Rewrite the lines below with every "gravel" changed to "crushed stone", leaving everything else the same.

——

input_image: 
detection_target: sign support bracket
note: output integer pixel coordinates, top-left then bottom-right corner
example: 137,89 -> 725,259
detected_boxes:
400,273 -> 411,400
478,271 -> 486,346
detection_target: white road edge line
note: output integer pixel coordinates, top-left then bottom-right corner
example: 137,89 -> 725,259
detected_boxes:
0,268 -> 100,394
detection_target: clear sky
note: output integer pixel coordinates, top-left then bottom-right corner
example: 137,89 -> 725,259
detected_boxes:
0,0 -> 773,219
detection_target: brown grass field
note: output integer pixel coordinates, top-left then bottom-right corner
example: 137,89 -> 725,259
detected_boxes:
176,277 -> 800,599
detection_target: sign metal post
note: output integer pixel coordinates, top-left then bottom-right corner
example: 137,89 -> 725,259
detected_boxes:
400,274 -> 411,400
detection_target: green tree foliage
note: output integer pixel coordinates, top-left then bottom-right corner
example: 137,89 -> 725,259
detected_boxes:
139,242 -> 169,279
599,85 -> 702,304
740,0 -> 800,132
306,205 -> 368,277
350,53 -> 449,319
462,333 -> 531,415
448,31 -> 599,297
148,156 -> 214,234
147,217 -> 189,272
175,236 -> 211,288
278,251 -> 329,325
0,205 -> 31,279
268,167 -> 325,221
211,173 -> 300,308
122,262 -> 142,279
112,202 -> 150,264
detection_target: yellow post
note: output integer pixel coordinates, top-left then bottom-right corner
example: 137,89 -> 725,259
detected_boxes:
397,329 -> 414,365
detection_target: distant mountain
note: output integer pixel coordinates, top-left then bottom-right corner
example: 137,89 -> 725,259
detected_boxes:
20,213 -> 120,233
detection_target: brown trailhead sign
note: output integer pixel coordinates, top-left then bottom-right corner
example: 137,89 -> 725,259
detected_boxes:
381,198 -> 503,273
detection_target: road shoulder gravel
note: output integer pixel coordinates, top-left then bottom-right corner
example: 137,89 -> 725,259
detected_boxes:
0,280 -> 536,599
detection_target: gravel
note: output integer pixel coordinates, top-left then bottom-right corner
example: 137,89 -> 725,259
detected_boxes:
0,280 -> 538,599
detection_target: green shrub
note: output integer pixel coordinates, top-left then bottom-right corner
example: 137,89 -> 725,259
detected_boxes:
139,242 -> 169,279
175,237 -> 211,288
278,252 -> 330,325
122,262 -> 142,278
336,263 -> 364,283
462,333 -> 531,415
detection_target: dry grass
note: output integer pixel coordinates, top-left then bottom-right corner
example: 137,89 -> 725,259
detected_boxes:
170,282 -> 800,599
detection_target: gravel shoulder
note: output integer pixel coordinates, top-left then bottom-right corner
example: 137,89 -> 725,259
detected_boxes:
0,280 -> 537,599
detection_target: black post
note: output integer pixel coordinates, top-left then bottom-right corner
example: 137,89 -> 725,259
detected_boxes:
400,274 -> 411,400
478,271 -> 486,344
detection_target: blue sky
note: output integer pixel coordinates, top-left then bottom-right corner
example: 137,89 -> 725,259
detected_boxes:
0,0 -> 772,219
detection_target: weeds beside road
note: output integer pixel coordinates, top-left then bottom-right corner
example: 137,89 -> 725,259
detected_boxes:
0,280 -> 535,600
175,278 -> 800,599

——

:: TASK ANSWER ::
input_image: 
detection_target: sign support bracket
note: output integer pixel coordinates, top-left then bottom-right corner
example: 137,89 -> 725,259
detected_boxes:
400,273 -> 411,400
478,271 -> 486,346
detection_target: white road edge line
note: output integer pixel coordinates, top-left then bottom-right corner
example: 137,89 -> 725,259
detected_boxes:
0,268 -> 100,394
detection_target: clear sky
note: output integer pixel coordinates, top-left then bottom-right corner
example: 137,89 -> 725,259
detected_boxes:
0,0 -> 773,219
detection_target: brown grass field
note: output integer pixel coordinates, top-left then bottom-right corner
example: 137,89 -> 725,259
detected_boxes:
176,277 -> 800,599
detection_target: sign metal post
note: output integer pixel coordinates, top-left then bottom-right corner
example: 137,89 -> 725,259
detected_boxes:
400,274 -> 411,400
detection_target: green tree foliage
note: output integer pixel coordinates, top-left then bottom-right corner
example: 137,89 -> 725,259
detected_boxes:
139,242 -> 169,279
599,85 -> 702,304
740,0 -> 800,132
306,205 -> 368,277
350,53 -> 449,319
462,333 -> 531,415
448,31 -> 599,297
148,156 -> 214,234
147,217 -> 189,272
175,236 -> 211,288
278,251 -> 329,325
0,205 -> 31,279
268,167 -> 325,221
211,173 -> 300,308
122,262 -> 142,279
112,202 -> 150,264
detection_target: yellow post
note: output integer pixel coordinates, top-left then bottom-right corner
example: 137,89 -> 725,259
detected_boxes:
397,329 -> 414,365
detection_target: distant mountain
note: output integer pixel coordinates, top-left then bottom-right corner
example: 137,89 -> 725,259
detected_boxes:
20,213 -> 120,233
detection_target: brown trailhead sign
note: output integer pixel coordinates, top-left then bottom-right corner
example: 137,89 -> 725,259
detected_boxes:
381,198 -> 503,273
detection_target: road shoulder crushed stone
note: output integer pixel coordinates, top-left then bottom-right corner
example: 137,89 -> 725,259
detected_boxes:
0,280 -> 536,599
detection_target: crushed stone
note: output integer pixel coordinates, top-left then bottom-right corner
example: 137,89 -> 725,259
detected_boxes:
0,280 -> 538,599
detection_target: green shrub
note: output integer pixel coordinates, top-left then bottom-right corner
example: 137,89 -> 725,259
detected_boxes:
139,242 -> 169,279
175,237 -> 211,288
278,252 -> 330,325
122,262 -> 142,278
336,263 -> 364,283
462,333 -> 531,415
detection_target: dry grass
note: output integer pixel coordinates, top-left then bottom-right corner
example: 137,89 -> 725,259
detected_boxes:
170,282 -> 800,599
detection_target: crushed stone shoulder
note: output integer pixel coordinates, top-left then bottom-right corner
example: 137,89 -> 725,259
detected_boxes:
0,280 -> 537,599
detection_target: black post
note: output integer pixel coordinates, top-left then bottom-right corner
example: 137,89 -> 725,259
detected_boxes:
400,274 -> 411,400
478,271 -> 486,344
detection_target: blue sky
note: output integer pixel coordinates, top-left then bottom-right corner
example: 137,89 -> 725,259
detected_boxes:
0,0 -> 772,219
detection_target: weeds beside road
note: output integer pixel coordinates, top-left then bottom-right corner
example: 137,89 -> 725,259
detected_boxes:
0,280 -> 535,600
175,278 -> 800,599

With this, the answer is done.